-- begin --

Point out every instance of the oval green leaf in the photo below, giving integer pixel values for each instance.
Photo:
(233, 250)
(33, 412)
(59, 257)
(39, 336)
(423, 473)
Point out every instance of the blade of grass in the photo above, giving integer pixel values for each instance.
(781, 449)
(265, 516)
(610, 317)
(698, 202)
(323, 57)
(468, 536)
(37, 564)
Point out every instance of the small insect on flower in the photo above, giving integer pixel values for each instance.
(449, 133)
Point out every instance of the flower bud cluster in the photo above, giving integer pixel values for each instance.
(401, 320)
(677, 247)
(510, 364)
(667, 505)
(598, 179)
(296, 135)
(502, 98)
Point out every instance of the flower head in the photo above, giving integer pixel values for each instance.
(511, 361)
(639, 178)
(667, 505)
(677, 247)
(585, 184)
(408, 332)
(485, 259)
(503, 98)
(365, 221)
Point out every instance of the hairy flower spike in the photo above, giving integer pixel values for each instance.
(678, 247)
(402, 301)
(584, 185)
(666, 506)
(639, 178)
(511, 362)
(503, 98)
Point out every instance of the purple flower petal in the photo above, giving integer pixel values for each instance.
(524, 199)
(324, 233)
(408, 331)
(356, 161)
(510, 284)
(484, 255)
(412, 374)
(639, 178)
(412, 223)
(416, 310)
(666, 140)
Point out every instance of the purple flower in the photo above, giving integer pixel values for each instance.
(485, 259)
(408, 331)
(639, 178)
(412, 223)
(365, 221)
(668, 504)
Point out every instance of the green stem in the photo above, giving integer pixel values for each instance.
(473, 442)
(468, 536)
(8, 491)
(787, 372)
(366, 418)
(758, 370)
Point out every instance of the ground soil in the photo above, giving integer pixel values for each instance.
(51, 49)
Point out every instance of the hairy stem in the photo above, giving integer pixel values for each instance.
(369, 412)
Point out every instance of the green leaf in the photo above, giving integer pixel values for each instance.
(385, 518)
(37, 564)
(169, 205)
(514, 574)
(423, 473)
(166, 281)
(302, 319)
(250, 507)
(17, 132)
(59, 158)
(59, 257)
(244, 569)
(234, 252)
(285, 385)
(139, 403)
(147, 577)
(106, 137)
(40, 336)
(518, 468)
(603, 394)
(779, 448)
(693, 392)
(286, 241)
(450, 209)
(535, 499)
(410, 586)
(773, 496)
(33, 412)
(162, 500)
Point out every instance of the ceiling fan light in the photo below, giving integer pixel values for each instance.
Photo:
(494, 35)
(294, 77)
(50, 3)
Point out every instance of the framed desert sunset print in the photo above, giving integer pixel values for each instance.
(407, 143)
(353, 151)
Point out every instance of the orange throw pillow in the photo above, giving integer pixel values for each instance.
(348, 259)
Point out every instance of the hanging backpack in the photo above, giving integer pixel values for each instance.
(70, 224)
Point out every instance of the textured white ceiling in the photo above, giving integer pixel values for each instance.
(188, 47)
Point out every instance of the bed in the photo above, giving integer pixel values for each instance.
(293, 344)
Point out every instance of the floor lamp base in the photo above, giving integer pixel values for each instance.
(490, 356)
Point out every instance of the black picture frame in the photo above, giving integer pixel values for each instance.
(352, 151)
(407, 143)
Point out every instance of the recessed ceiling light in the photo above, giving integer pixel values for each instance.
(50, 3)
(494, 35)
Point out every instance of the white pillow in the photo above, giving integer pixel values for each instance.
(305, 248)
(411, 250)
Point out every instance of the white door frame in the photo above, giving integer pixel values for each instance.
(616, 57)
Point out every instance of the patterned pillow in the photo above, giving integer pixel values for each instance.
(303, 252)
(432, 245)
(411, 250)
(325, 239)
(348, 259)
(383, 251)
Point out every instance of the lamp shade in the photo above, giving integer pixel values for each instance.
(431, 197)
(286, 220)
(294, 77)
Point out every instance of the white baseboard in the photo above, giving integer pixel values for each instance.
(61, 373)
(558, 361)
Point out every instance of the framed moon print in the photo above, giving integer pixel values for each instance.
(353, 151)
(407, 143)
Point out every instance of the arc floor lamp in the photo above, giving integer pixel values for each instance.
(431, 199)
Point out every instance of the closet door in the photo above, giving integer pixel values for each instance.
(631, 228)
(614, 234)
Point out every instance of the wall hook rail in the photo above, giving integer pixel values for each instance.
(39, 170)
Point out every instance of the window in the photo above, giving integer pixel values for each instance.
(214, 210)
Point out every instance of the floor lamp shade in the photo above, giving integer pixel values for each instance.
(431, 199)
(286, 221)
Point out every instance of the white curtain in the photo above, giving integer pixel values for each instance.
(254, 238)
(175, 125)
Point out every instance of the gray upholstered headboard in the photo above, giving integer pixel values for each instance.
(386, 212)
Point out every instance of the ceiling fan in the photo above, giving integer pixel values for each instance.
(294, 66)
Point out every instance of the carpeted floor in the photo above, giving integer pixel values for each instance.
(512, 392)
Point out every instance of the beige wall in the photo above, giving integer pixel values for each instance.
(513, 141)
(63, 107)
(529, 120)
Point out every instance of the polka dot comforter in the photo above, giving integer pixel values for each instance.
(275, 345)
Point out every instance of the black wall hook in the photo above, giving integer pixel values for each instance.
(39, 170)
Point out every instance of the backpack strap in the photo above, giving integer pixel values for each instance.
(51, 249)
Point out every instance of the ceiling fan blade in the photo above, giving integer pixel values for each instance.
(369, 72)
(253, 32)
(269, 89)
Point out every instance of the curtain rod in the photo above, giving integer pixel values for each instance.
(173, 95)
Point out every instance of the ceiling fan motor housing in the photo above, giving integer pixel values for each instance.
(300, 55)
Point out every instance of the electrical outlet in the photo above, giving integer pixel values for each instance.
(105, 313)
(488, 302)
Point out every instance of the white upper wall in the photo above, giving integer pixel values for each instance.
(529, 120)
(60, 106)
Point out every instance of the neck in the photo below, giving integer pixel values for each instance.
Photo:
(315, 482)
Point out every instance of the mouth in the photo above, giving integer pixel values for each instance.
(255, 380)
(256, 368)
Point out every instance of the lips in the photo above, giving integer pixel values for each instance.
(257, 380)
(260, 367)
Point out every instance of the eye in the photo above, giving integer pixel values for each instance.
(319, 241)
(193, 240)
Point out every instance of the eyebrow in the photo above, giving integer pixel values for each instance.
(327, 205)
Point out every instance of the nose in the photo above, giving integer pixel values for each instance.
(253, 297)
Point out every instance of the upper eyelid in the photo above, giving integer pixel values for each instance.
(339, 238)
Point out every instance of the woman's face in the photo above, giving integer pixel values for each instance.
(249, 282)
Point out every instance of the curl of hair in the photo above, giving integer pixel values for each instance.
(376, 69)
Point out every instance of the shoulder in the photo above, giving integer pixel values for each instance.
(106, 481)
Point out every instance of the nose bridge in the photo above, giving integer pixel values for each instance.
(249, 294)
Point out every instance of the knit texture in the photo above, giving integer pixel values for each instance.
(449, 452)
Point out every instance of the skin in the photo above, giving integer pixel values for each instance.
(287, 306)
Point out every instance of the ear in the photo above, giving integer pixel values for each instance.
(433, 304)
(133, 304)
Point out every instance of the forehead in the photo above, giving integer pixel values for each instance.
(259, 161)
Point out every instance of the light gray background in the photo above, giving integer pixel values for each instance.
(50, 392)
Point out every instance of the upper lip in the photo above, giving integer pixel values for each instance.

-- end --

What this task involves: Repeat only the lines running from the line that contains "Point out every instance of the neck" through the last line above, inclusive.

Task answer:
Point out every instance of the neck in the photo below, giving integer pixel values for each instance.
Photo:
(315, 482)
Point out every instance of the mouth in the photo above, giving integer pixel values for each instance.
(255, 380)
(256, 368)
Point out every instance of the lips in the photo above, giving integer pixel values for each instance.
(257, 380)
(260, 367)
Point out every instance of the eye in the photo above, giving integer pixel values for each instance.
(319, 241)
(193, 240)
Point out every instance of the eyebrow in the photo above, giving integer pixel values for each instance.
(327, 205)
Point out every instance of the nose in the photo above, giving integer pixel values for each instance.
(253, 297)
Point out every instance of the upper eyelid in the photo above, giving integer pixel values for each instance.
(339, 238)
Point out every instance of the woman's face in the photo above, giving integer pixel values for each instance.
(249, 282)
Point out every instance of the curl of hair in the photo above, giving integer pixel values for each instance.
(376, 69)
Point out every instance of the shoulder in the photo above, giving integer pixel values for each instance.
(106, 481)
Point out every instance of the nose bridge in the photo above, giving integer pixel values for each instance.
(249, 294)
Point out every instance of the knit texture in the photo above, giving integer pixel values for each instance.
(449, 452)
Point out every instance of the skin in the photo above, giving integer pixel values for each instance.
(287, 306)
Point out every instance of the ear in the photo above, giving integer pixel values for each instance.
(433, 304)
(133, 304)
Point out every instance of the forehead in the photo above, giving integer pixel values for each instance.
(259, 161)
Point out every instance of the light gray background in the photo above, giving integer pixel values for each instance.
(50, 392)
Point out every instance of the upper lip in the photo above, giving integer pixel values for each instance.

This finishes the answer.